• [TAREFA] Troque "democracias" por "nações" ao reproduzir o trecho do texto sobre política externa e direitos das mulheres que começa em "A proteção dos" e vai até "da Constituição Federal.".

A proteção dos direitos humanos é um dos princípios que regem a política externa das democracias. No Brasil, essa diretiva é dada pelo artigo 4º da Constituição Federal.

Os direitos das mulheres ocupam posição central nesse campo. Natural, portanto, que vários países tenham incorporado a igualdade de gênero como princípio e prioridade de sua ação diplomática e da organização de suas chancelarias.

A diplomata Rafaela Seixas, 35, que ingressou na carreira no Itamaraty graças a programa de bolsas - Antonio Molina/Folhapress

Para tanto, passaram a apoiar a revisão de instrumentos internacionais com base nos direitos das mulheres. Ao mesmo tempo, adotaram medidas para promover o recrutamento de candidatas do sexo feminino e a indicação de mulheres para posições centrais na formulação e execução da política externa.

• [LISTA DE REGISTROS]
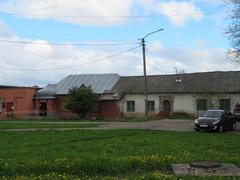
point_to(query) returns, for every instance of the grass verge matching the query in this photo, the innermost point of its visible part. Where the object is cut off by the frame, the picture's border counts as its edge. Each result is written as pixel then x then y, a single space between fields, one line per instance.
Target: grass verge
pixel 135 154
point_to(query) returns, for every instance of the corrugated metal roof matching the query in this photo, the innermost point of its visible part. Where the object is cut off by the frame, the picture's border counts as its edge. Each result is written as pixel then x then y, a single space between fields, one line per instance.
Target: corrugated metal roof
pixel 98 82
pixel 206 82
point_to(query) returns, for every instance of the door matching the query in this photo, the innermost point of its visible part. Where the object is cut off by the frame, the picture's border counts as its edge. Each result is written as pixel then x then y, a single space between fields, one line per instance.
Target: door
pixel 10 109
pixel 43 109
pixel 167 107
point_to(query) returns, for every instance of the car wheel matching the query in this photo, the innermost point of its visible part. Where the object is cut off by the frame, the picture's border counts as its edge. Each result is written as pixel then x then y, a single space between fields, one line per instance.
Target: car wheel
pixel 220 129
pixel 234 125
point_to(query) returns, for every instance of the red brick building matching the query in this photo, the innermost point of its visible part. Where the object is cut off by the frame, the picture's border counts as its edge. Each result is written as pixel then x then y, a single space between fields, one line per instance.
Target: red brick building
pixel 17 101
pixel 50 100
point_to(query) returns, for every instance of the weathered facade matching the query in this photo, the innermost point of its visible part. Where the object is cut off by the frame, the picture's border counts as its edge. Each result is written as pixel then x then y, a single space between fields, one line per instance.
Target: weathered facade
pixel 17 101
pixel 119 96
pixel 191 93
pixel 50 100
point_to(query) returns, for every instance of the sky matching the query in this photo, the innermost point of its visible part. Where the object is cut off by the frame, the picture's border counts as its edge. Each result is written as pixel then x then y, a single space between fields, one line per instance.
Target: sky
pixel 43 41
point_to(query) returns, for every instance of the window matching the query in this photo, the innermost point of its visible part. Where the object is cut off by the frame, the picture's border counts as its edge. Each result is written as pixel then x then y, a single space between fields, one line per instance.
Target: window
pixel 1 105
pixel 225 104
pixel 201 104
pixel 151 105
pixel 130 106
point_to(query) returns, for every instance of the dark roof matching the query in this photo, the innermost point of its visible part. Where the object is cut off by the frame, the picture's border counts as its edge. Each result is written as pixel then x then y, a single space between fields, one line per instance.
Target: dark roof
pixel 207 82
pixel 98 82
pixel 7 87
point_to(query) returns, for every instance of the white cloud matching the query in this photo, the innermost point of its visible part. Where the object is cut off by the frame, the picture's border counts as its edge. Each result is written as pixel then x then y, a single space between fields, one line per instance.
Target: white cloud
pixel 160 60
pixel 180 12
pixel 39 48
pixel 156 46
pixel 4 29
pixel 58 9
pixel 199 43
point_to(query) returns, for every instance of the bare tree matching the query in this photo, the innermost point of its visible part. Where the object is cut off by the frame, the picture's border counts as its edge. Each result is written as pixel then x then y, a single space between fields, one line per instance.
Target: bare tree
pixel 233 30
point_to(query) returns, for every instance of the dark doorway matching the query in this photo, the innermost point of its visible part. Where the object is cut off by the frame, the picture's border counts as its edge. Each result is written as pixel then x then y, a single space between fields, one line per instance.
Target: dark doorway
pixel 43 109
pixel 10 109
pixel 167 106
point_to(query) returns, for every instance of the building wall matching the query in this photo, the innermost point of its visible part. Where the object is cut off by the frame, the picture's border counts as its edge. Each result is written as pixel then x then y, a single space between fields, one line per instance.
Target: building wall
pixel 181 102
pixel 110 109
pixel 139 104
pixel 21 99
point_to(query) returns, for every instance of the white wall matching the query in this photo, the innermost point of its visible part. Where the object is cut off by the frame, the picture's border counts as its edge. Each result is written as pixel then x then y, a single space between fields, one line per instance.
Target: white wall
pixel 182 102
pixel 139 103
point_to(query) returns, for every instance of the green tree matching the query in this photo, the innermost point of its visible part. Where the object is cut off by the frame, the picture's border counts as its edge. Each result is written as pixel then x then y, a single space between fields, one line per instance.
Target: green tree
pixel 233 30
pixel 81 100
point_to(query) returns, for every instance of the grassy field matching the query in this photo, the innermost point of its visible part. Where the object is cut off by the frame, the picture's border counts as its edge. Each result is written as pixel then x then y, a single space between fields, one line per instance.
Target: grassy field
pixel 52 119
pixel 36 125
pixel 108 154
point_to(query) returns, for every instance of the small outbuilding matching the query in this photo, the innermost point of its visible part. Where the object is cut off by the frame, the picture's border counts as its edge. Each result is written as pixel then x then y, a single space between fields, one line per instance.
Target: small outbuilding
pixel 17 101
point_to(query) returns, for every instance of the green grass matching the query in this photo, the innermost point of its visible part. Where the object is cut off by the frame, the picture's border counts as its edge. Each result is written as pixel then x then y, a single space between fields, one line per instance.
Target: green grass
pixel 109 154
pixel 35 125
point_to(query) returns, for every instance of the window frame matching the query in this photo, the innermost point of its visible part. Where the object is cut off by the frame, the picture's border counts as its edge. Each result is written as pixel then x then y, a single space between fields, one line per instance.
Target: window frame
pixel 130 106
pixel 151 105
pixel 201 104
pixel 225 105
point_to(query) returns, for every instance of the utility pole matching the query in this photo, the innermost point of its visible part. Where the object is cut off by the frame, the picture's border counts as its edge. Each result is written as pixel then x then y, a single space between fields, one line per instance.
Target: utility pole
pixel 144 70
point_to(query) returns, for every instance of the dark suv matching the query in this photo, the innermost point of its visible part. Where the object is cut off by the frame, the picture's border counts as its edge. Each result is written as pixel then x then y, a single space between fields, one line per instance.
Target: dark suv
pixel 215 120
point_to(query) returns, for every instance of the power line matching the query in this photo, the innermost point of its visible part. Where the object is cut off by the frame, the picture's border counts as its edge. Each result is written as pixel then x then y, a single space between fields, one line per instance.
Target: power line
pixel 66 44
pixel 73 66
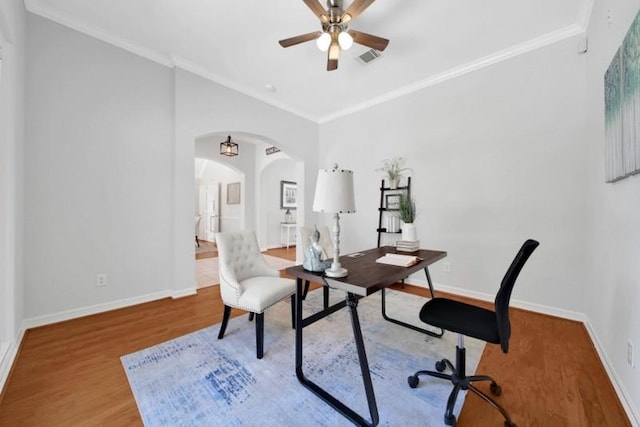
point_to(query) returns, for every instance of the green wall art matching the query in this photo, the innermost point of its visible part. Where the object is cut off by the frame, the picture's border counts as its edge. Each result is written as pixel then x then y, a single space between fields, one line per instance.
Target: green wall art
pixel 622 108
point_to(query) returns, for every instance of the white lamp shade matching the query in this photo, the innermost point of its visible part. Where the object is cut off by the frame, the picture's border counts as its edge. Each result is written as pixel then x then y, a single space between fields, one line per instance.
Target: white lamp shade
pixel 334 191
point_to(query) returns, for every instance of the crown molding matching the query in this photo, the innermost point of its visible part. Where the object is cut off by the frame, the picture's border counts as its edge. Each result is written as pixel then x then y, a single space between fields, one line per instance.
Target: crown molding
pixel 584 15
pixel 494 58
pixel 172 61
pixel 98 34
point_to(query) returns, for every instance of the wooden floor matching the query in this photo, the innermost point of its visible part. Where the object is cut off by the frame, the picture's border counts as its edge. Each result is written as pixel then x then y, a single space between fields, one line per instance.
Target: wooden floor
pixel 69 373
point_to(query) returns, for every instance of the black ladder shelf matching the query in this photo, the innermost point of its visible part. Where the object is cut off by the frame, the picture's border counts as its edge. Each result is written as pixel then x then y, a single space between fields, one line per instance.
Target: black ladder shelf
pixel 405 189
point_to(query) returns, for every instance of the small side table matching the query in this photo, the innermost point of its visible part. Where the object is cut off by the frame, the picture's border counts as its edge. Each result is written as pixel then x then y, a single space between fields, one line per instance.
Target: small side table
pixel 288 233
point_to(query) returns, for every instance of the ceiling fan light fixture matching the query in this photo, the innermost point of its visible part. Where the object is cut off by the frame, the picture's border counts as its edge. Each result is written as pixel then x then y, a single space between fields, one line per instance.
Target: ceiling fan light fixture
pixel 324 41
pixel 345 40
pixel 228 148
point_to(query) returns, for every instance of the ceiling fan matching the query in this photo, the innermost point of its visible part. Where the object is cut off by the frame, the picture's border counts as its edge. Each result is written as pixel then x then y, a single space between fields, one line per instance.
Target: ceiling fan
pixel 335 34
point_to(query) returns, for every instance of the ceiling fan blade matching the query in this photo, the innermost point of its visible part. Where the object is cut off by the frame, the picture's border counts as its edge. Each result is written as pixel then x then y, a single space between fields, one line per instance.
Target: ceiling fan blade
pixel 317 8
pixel 369 40
pixel 356 8
pixel 300 39
pixel 334 54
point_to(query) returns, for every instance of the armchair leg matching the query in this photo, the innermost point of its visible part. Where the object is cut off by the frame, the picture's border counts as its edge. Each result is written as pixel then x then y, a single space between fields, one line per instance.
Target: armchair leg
pixel 259 334
pixel 225 320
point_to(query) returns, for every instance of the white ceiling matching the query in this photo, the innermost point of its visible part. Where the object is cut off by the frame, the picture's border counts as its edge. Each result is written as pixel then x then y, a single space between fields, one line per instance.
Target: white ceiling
pixel 235 42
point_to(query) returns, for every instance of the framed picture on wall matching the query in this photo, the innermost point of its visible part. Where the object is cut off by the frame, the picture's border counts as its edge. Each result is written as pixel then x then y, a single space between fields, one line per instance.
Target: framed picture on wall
pixel 233 193
pixel 288 194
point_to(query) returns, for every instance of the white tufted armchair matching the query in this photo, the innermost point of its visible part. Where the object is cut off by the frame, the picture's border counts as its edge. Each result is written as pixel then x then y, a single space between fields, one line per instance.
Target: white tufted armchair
pixel 247 282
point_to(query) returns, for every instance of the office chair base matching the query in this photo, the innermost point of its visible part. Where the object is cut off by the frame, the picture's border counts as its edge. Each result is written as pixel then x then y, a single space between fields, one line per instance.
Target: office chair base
pixel 461 381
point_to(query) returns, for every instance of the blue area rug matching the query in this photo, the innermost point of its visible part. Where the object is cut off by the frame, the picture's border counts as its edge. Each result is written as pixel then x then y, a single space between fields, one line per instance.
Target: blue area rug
pixel 197 379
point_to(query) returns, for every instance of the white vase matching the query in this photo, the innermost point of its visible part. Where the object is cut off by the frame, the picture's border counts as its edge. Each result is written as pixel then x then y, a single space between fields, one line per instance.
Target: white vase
pixel 409 232
pixel 393 183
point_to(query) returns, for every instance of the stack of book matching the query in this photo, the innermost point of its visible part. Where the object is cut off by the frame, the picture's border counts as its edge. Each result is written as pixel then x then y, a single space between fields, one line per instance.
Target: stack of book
pixel 407 245
pixel 399 260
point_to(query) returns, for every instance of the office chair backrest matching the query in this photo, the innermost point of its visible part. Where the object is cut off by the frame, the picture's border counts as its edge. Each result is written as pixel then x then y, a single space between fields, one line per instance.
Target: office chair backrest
pixel 504 294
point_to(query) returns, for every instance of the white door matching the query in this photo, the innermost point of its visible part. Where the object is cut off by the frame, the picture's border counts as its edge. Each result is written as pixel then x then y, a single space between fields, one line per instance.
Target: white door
pixel 212 210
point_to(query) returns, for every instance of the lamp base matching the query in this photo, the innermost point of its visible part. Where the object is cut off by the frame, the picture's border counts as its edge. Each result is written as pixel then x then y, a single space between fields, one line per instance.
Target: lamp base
pixel 336 272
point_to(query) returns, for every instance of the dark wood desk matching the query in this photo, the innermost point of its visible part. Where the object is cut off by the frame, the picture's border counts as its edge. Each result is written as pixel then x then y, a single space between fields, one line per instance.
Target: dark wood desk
pixel 365 277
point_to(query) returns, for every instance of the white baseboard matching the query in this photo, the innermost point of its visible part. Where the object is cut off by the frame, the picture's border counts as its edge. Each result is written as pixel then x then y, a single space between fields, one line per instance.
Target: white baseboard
pixel 9 357
pixel 623 395
pixel 621 391
pixel 186 292
pixel 61 316
pixel 9 351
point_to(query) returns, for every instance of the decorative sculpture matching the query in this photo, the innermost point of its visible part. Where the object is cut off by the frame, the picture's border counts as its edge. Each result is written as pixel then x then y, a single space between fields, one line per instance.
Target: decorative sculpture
pixel 315 256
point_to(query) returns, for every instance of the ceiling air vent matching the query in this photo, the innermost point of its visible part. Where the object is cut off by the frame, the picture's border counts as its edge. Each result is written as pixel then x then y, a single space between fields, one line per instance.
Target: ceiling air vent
pixel 369 56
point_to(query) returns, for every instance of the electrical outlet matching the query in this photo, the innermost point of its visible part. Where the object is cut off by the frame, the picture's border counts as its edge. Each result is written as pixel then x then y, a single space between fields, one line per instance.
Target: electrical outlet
pixel 101 279
pixel 446 267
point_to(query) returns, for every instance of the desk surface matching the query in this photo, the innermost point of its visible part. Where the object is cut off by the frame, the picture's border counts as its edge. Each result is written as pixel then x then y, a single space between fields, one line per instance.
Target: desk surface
pixel 366 276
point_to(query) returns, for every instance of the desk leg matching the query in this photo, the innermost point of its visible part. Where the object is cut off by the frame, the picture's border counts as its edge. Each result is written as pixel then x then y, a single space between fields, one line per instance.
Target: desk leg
pixel 349 413
pixel 407 325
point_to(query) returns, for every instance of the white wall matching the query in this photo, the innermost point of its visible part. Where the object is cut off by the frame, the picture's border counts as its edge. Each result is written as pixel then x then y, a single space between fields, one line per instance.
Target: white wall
pixel 98 183
pixel 497 157
pixel 12 40
pixel 281 169
pixel 231 216
pixel 203 108
pixel 613 267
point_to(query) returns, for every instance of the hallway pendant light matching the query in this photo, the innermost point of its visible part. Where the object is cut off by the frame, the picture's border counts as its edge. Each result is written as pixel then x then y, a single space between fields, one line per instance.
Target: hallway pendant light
pixel 229 148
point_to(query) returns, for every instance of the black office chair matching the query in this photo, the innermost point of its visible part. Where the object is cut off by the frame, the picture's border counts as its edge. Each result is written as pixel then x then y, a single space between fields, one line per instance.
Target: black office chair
pixel 476 322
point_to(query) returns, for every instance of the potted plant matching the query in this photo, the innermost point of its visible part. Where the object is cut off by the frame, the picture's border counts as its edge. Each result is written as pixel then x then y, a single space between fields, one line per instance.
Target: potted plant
pixel 393 169
pixel 407 209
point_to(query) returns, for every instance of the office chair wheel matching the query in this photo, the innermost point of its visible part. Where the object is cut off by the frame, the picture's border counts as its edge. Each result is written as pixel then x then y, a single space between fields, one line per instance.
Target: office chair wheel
pixel 496 390
pixel 450 420
pixel 413 381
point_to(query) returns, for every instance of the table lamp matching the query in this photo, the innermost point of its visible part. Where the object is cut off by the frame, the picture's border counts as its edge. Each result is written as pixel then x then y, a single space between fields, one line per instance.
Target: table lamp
pixel 334 194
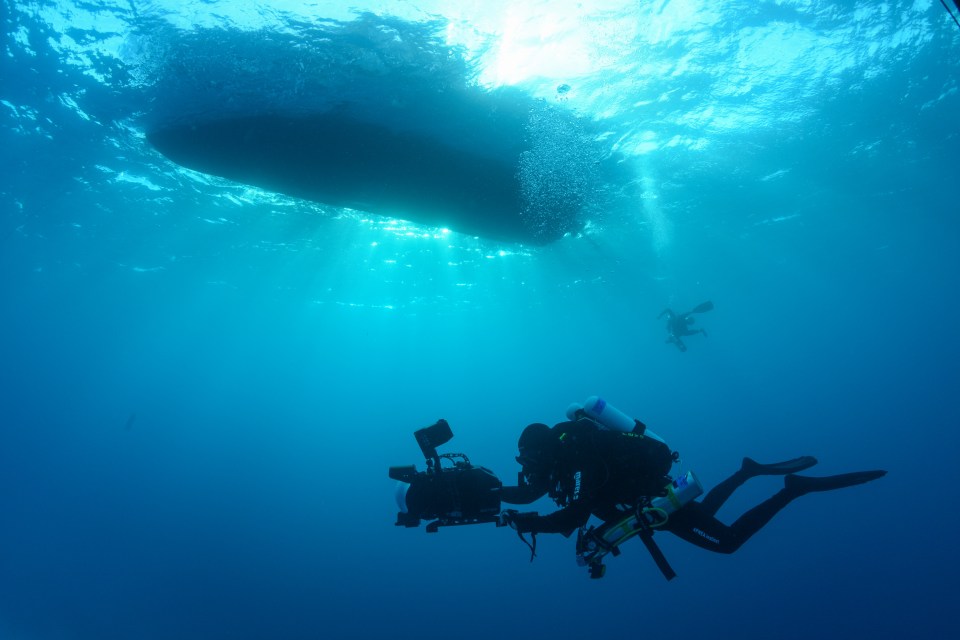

• [RESPOSTA]
A proteção dos direitos humanos é um dos princípios que regem a política externa das nações. No Brasil, essa diretiva é dada pelo artigo 4º da Constituição Federal.